* Exercise directions: Print out the data below. Do not alter a single line.

Exercise data Block Start

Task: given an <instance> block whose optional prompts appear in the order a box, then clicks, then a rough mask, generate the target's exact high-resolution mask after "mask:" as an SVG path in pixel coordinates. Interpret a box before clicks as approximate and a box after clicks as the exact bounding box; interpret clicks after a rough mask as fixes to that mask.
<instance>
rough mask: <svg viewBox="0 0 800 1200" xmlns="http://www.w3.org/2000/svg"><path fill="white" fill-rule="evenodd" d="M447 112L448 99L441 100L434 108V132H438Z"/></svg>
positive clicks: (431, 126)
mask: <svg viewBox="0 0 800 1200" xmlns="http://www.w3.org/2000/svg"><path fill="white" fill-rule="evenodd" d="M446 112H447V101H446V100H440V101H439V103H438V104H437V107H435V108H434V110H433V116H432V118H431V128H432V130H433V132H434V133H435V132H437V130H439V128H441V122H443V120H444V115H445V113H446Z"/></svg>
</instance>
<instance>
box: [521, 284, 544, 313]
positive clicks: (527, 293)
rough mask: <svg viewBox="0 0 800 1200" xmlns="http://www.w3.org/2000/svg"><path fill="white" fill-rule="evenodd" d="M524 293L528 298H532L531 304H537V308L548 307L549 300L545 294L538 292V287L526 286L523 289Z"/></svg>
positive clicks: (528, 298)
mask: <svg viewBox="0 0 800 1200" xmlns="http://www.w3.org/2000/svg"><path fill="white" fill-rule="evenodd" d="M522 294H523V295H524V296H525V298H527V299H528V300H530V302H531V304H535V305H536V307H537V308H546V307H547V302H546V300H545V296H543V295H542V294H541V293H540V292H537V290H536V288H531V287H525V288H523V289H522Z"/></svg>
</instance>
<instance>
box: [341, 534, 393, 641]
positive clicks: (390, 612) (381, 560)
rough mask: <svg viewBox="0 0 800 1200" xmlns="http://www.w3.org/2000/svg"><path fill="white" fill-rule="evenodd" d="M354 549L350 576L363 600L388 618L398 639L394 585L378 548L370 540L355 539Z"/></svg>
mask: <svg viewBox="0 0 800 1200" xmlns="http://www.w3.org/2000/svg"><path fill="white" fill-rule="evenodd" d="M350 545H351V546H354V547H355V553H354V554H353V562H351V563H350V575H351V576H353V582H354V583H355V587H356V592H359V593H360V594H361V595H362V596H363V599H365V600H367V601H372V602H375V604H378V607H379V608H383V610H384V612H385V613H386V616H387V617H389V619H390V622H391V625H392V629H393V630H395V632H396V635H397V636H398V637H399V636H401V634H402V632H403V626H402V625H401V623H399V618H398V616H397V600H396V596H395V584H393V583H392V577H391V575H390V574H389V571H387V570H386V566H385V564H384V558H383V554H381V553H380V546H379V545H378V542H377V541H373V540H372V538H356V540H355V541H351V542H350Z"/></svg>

Exercise data Block End

* Solution to this task:
Task: given an <instance> block whose optional prompts appear in the order a box, then clicks, then a rough mask, generate the target's exact high-resolution mask after "mask:" as an SVG path in pixel coordinates. Interpret a box before clicks as approximate and a box after clicks as the exact bounding box; interpret clicks after a rough mask as fixes to that mask.
<instance>
rough mask: <svg viewBox="0 0 800 1200" xmlns="http://www.w3.org/2000/svg"><path fill="white" fill-rule="evenodd" d="M447 112L448 99L441 100L434 108V132H438Z"/></svg>
positive clicks: (431, 126)
mask: <svg viewBox="0 0 800 1200" xmlns="http://www.w3.org/2000/svg"><path fill="white" fill-rule="evenodd" d="M446 112H447V101H446V100H440V101H439V103H438V104H437V107H435V108H434V110H433V116H432V118H431V128H432V130H433V132H434V133H435V132H437V130H439V128H441V122H443V120H444V115H445V113H446Z"/></svg>
</instance>
<instance>
box: [521, 284, 544, 313]
positive clicks: (527, 293)
rough mask: <svg viewBox="0 0 800 1200" xmlns="http://www.w3.org/2000/svg"><path fill="white" fill-rule="evenodd" d="M524 293L528 298H532L531 304H537V308L548 307L549 300L545 294L538 292V287L526 286L523 289Z"/></svg>
positive clicks: (528, 298)
mask: <svg viewBox="0 0 800 1200" xmlns="http://www.w3.org/2000/svg"><path fill="white" fill-rule="evenodd" d="M522 294H523V295H524V296H525V298H527V299H528V300H530V302H531V304H535V305H536V307H537V308H546V307H547V302H546V300H545V296H543V295H542V294H541V293H540V292H537V290H536V288H531V287H525V288H523V289H522Z"/></svg>
</instance>
<instance>
box: [341, 534, 393, 641]
positive clicks: (390, 612) (381, 560)
rough mask: <svg viewBox="0 0 800 1200" xmlns="http://www.w3.org/2000/svg"><path fill="white" fill-rule="evenodd" d="M354 549L350 576L363 600L388 618L398 639L394 585L378 548L370 540L355 539Z"/></svg>
mask: <svg viewBox="0 0 800 1200" xmlns="http://www.w3.org/2000/svg"><path fill="white" fill-rule="evenodd" d="M350 545H351V546H354V547H355V553H354V554H353V562H351V563H350V575H351V576H353V582H354V583H355V587H356V592H359V593H360V594H361V595H362V596H363V599H365V600H367V601H372V602H375V604H378V607H379V608H383V610H384V612H385V613H386V616H387V617H389V619H390V622H391V625H392V629H393V630H395V632H396V635H397V636H398V637H399V636H401V634H402V632H403V626H402V625H401V623H399V618H398V616H397V600H396V596H395V584H393V583H392V577H391V575H390V574H389V571H387V570H386V566H385V564H384V558H383V554H381V553H380V546H379V545H378V542H377V541H373V540H372V538H356V540H355V541H351V542H350Z"/></svg>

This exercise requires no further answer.